**Task brief**:
In the listing that follows, copy out each line that includes the word "with".
========================================================================
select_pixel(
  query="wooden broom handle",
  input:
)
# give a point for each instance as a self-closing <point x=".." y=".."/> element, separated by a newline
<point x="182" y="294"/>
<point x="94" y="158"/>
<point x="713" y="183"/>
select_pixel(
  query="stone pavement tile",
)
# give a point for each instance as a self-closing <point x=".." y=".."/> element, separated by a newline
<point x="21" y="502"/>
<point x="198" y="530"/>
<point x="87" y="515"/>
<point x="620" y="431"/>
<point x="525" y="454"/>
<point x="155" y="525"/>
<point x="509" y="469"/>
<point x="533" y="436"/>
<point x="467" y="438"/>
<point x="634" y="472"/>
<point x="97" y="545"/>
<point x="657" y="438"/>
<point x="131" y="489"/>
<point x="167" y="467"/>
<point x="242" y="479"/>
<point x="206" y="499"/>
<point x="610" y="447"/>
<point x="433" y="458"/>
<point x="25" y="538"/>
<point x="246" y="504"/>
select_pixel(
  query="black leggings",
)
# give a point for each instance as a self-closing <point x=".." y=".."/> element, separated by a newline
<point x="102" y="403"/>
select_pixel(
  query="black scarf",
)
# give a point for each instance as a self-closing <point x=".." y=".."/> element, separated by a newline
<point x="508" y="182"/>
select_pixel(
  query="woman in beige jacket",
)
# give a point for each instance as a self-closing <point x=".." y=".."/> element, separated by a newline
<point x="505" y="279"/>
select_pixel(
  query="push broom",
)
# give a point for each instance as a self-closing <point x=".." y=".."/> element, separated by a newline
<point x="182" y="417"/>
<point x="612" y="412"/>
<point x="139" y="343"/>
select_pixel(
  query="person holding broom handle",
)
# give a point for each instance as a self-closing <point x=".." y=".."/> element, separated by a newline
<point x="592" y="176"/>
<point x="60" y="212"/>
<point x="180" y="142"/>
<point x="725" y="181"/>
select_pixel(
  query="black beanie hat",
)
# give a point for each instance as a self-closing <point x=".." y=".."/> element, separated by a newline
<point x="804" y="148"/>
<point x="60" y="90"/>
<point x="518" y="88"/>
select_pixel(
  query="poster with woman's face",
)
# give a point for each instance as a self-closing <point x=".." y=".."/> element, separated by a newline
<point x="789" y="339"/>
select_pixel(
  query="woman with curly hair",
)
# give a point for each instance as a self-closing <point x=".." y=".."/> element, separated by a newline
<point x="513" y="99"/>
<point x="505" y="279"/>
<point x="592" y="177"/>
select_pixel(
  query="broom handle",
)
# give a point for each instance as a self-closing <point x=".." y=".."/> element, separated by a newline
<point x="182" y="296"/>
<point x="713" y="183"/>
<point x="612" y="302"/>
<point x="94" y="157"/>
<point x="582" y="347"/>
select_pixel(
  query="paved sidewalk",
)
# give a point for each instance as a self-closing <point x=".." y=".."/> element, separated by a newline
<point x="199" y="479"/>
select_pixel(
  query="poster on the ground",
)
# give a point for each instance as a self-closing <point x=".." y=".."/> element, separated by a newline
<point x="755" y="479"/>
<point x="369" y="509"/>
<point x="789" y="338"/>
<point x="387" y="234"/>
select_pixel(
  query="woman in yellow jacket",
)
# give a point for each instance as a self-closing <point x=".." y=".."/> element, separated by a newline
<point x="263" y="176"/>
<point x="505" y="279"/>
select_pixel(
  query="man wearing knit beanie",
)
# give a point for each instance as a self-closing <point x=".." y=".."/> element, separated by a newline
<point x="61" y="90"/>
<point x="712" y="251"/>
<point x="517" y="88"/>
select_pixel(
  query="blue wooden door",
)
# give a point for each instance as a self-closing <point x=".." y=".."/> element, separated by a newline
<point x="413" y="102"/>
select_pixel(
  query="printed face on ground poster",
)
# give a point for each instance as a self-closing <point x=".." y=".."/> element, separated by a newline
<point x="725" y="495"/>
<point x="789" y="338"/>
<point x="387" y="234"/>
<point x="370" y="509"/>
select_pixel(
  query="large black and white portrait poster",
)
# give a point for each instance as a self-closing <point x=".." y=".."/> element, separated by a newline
========================================================================
**Result below**:
  query="poster with woman's face",
  query="woman with curly hair",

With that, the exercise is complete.